# Source document start

Federal authorities are offering a $20,000 reward for information leading to the arrest and conviction of a man who was filmed decapitating a sea lion on a beach in Monterey County earlier this summer.
Investigators from the National Marine Fisheries Service say the sea lion was believed to have already been dead on Point Pinos Beach in Pacific Grove, about 2 miles from the Monterey Bay Aquarium, when a man drove up in a Cadillac Escalade, and used a hunting knife to saw the animal’s head off.
He placed it in a plastic bag and drove a way as horrified onlookers watched.
A similar incident occurred at Doran Regional Park in Bodega Bay in December. Then, a man in his 30s decapitated a dead sea lion, put the animal’s head in a plastic bag and rode away on an e-bike, witnesses said. The fisheries service, a branch of the National Oceanic and Atmospheric Administration (NOAA), has offered a $20,000 reward in that case also.

# Source document end
# Raw records start

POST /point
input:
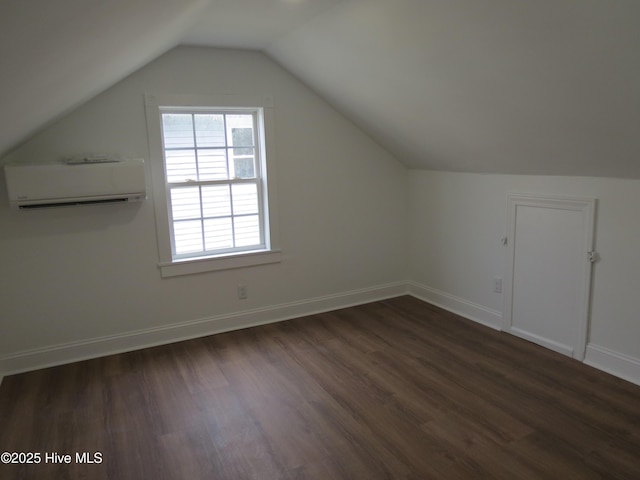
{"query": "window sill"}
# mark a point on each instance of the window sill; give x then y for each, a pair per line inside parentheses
(226, 262)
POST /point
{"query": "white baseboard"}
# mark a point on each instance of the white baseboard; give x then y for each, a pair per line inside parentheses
(459, 306)
(108, 345)
(618, 364)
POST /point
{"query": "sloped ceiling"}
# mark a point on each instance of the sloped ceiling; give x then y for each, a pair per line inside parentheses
(499, 86)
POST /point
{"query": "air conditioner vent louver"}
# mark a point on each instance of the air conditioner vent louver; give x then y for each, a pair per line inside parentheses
(50, 185)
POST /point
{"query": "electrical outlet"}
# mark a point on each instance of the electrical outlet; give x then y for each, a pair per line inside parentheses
(242, 292)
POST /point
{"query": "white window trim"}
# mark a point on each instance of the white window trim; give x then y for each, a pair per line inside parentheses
(168, 266)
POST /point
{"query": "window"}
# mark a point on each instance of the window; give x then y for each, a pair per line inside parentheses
(213, 210)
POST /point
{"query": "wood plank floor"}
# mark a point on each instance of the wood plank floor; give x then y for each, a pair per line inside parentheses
(395, 389)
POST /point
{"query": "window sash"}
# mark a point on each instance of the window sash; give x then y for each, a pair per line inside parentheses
(198, 228)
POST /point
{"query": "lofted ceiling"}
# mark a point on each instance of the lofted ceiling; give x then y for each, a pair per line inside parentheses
(497, 86)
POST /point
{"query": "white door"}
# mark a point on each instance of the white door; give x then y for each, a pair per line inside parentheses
(548, 284)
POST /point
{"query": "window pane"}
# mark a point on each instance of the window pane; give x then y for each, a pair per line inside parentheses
(240, 131)
(242, 137)
(177, 130)
(210, 130)
(245, 198)
(216, 201)
(247, 230)
(181, 166)
(185, 203)
(218, 233)
(187, 236)
(243, 162)
(212, 165)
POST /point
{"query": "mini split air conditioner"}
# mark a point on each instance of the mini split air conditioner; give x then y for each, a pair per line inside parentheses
(75, 183)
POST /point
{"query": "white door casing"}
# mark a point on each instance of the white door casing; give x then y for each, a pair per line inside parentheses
(549, 260)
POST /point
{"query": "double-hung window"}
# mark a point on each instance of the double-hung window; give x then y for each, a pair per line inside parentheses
(215, 202)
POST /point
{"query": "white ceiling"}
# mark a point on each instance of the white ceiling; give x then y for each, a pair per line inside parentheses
(527, 86)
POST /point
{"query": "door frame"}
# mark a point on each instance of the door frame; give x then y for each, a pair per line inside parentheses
(588, 208)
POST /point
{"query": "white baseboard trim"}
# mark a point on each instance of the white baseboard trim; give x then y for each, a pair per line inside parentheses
(98, 347)
(617, 364)
(472, 311)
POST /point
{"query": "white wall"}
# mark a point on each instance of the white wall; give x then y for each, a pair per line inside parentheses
(457, 220)
(72, 276)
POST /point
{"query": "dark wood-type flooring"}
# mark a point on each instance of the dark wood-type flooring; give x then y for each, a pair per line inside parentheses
(393, 389)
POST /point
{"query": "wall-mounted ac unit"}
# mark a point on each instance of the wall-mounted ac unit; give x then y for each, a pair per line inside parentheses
(74, 183)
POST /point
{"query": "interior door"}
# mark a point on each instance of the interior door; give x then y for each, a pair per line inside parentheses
(548, 284)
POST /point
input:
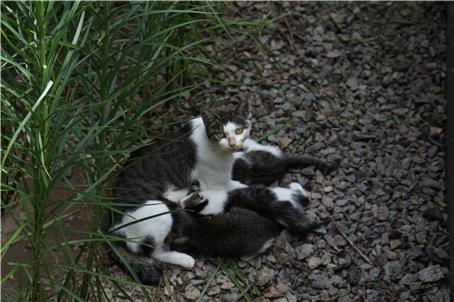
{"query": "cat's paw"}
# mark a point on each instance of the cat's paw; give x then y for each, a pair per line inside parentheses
(186, 261)
(194, 201)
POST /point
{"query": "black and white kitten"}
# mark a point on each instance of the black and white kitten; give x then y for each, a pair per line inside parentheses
(283, 205)
(264, 164)
(245, 224)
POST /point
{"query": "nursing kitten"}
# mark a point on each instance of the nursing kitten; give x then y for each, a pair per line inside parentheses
(237, 233)
(283, 205)
(262, 164)
(248, 220)
(203, 152)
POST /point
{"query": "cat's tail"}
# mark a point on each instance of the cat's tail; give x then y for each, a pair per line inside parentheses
(302, 161)
(146, 268)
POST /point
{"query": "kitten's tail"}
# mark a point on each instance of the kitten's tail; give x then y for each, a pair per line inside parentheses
(146, 268)
(302, 161)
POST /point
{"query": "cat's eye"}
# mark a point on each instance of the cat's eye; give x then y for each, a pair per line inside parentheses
(219, 135)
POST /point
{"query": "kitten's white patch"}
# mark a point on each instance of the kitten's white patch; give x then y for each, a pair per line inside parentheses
(216, 202)
(175, 195)
(176, 258)
(250, 145)
(285, 194)
(155, 227)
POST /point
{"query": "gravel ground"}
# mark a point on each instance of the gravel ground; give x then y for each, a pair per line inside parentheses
(363, 82)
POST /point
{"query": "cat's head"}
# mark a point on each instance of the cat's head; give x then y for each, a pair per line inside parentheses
(228, 129)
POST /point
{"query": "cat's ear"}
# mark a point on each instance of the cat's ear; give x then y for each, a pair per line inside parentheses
(242, 109)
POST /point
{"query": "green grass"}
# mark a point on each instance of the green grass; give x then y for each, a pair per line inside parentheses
(80, 83)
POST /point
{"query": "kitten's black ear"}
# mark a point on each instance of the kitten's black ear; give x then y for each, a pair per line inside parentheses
(207, 116)
(242, 109)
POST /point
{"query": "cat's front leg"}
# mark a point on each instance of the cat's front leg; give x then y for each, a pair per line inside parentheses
(194, 202)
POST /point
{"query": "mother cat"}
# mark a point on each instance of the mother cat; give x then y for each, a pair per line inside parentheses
(204, 154)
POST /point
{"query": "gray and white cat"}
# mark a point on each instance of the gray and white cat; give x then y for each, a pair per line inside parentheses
(203, 152)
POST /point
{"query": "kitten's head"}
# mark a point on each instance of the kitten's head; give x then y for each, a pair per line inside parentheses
(228, 129)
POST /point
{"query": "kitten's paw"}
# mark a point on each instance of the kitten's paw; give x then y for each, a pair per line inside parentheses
(186, 261)
(195, 202)
(297, 187)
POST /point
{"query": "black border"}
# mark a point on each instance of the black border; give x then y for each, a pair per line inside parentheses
(450, 134)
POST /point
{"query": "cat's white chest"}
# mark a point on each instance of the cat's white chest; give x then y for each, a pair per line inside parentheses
(214, 171)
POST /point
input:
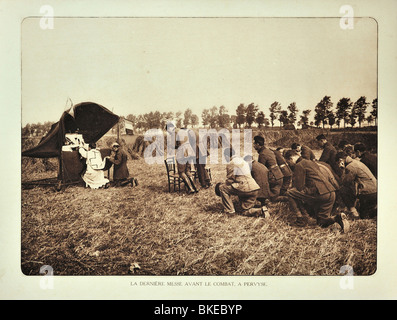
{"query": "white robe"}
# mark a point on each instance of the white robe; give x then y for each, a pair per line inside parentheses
(94, 176)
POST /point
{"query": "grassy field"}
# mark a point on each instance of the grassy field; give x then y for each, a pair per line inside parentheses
(80, 231)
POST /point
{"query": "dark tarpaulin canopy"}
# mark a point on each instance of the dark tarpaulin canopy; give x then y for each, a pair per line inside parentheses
(87, 118)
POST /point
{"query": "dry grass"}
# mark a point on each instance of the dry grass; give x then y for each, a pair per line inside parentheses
(81, 231)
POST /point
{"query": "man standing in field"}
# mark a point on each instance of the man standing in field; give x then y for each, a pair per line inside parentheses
(120, 170)
(369, 159)
(304, 151)
(261, 175)
(315, 188)
(328, 154)
(269, 160)
(240, 183)
(358, 187)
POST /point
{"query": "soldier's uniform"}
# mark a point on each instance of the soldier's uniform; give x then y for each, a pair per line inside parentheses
(268, 158)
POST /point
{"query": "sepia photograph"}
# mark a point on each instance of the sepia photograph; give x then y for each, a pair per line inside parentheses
(169, 150)
(199, 146)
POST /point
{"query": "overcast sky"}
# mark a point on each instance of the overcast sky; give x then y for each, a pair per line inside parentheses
(138, 65)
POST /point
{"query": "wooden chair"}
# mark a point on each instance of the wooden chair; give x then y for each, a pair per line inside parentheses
(172, 174)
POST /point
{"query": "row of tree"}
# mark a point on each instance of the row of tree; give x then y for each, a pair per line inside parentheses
(346, 112)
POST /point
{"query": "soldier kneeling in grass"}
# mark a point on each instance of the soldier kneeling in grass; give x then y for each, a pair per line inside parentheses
(240, 183)
(315, 188)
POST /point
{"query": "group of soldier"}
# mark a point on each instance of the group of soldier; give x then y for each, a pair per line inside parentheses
(339, 186)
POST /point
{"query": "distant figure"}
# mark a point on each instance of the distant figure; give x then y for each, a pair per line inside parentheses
(185, 157)
(304, 151)
(358, 187)
(369, 159)
(328, 154)
(261, 175)
(240, 183)
(121, 175)
(94, 175)
(268, 159)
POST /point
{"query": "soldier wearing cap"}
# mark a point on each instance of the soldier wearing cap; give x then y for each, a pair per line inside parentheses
(120, 170)
(268, 158)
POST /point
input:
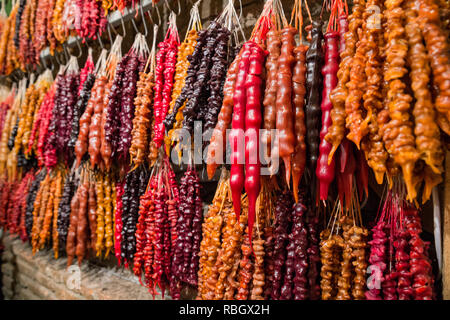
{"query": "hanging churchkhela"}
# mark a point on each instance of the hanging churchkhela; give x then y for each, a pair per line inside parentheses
(85, 170)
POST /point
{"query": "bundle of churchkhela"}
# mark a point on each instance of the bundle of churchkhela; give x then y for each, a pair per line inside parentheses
(298, 123)
(400, 267)
(382, 101)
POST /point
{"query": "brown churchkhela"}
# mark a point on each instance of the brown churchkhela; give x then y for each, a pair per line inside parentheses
(284, 113)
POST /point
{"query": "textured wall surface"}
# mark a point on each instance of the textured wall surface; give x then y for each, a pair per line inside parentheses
(42, 277)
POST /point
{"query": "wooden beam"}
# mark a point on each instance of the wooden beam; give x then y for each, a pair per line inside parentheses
(446, 232)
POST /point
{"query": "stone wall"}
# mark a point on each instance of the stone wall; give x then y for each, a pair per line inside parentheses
(26, 277)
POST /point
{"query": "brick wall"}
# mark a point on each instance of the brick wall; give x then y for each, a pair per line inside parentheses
(25, 277)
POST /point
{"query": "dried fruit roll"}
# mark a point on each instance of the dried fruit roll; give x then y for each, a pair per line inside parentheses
(420, 264)
(284, 110)
(92, 214)
(358, 243)
(229, 254)
(357, 120)
(398, 135)
(325, 168)
(273, 44)
(258, 281)
(72, 231)
(118, 220)
(246, 267)
(314, 61)
(377, 260)
(427, 134)
(283, 209)
(82, 143)
(298, 100)
(338, 96)
(44, 232)
(218, 139)
(82, 222)
(39, 212)
(189, 53)
(210, 244)
(236, 135)
(377, 154)
(299, 238)
(436, 41)
(328, 275)
(141, 121)
(93, 138)
(108, 186)
(344, 278)
(100, 243)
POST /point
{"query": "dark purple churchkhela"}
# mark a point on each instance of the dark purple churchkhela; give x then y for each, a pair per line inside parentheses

# Raw records end

## Written request
In the sea lion report, swap "hunting knife" for "kitchen knife" and give the passage again, starting at "Investigators from the" and ending at "that case also.".

## Result of this exercise
Investigators from the National Marine Fisheries Service say the sea lion was believed to have already been dead on Point Pinos Beach in Pacific Grove, about 2 miles from the Monterey Bay Aquarium, when a man drove up in a Cadillac Escalade, and used a kitchen knife to saw the animal’s head off.
He placed it in a plastic bag and drove a way as horrified onlookers watched.
A similar incident occurred at Doran Regional Park in Bodega Bay in December. Then, a man in his 30s decapitated a dead sea lion, put the animal’s head in a plastic bag and rode away on an e-bike, witnesses said. The fisheries service, a branch of the National Oceanic and Atmospheric Administration (NOAA), has offered a $20,000 reward in that case also.